• [Document passage]
Alasdair Gray’s Bella Caledonia

We are deeply sad to hear about the death of the writer and artists Alasdair Gray (1934-2019) who was an inspiration for us in founding Bella Caledonia in 2007. Alasdair created our masthead, font and logo. We will be organising a special event to celebrate his life in the New Year, but here are some brief thoughts on his life and legacy and his involvement with Bella.

We launched Bella Caledonia in 2007 as an online magazine combining political and cultural commentary, in part inspired from earlier print magazine including Edinburgh Review for which Alasdair had created this beautiful masthead.

 

Bella was named after a character, Bella Baxter,  in Alasdair Gray’s Poor Things (1992). Like Bella we were looking for a world and a publication that is innocent, vigorous and insatiably curious. We declared ourselves “aligned to no one and sees herself as the bastard child of parent publications too good for this world, from Calgacus to Red Herring, from Harpies & Quines to the Black Dwarf.”

Poor Things is a remarkable book. Presented as the memoir of Dr Archibald McCandless, it describes his life and that of a colleague – Godwin Baxter. A monstrous proto-Frankenstein, Baxter performs surgical marvels, his greatest achievement being the (re) creation of life: he brings to life a drowned woman by transplanting the brain of the foetus she is carrying. The full-grown woman with the infant’s mind, is Bella.

In Gray’s story Bella is a metaphor for a nation.

Data records:
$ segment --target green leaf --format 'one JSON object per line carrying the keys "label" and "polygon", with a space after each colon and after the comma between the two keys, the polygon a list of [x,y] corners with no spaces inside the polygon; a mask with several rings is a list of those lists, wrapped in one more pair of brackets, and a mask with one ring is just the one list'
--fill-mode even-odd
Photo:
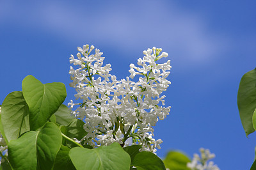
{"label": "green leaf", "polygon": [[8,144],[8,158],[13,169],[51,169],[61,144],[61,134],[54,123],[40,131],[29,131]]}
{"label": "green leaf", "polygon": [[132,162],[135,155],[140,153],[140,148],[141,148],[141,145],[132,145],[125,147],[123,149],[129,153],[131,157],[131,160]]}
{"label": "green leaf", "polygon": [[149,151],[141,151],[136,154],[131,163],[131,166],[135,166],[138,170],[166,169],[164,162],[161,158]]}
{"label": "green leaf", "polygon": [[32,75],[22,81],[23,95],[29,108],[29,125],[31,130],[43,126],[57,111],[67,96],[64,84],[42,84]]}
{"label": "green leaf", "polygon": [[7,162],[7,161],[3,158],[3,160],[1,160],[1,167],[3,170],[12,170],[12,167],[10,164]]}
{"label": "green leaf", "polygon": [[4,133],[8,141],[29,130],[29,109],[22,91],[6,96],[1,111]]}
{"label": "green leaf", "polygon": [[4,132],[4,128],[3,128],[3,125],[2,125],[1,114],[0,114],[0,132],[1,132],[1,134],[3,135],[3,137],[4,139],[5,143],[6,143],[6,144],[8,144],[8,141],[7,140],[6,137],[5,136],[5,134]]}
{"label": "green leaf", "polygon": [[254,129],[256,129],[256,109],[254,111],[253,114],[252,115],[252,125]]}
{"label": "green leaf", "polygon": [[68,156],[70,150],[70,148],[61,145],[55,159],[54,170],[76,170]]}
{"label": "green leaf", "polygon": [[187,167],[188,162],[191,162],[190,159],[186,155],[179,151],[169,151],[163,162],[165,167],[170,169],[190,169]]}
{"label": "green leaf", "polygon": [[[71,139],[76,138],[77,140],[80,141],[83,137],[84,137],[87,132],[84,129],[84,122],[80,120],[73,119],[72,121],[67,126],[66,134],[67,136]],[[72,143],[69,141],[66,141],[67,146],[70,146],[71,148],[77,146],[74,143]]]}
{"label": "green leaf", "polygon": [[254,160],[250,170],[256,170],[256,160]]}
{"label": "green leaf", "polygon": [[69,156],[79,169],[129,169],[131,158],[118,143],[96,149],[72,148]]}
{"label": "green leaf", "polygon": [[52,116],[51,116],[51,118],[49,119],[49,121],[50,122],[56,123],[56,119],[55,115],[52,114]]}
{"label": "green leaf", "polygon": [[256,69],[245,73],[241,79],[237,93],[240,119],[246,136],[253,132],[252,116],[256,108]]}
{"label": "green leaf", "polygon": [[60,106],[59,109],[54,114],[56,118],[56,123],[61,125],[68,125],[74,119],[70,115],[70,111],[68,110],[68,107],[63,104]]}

• [Task prompt]
In the text about Alasdair Gray and Bella Caledonia, which character from Poor Things gave the magazine its name? Rely solely on the text about Alasdair Gray and Bella Caledonia, not on the listing.

• [Output of the task]
Bella Baxter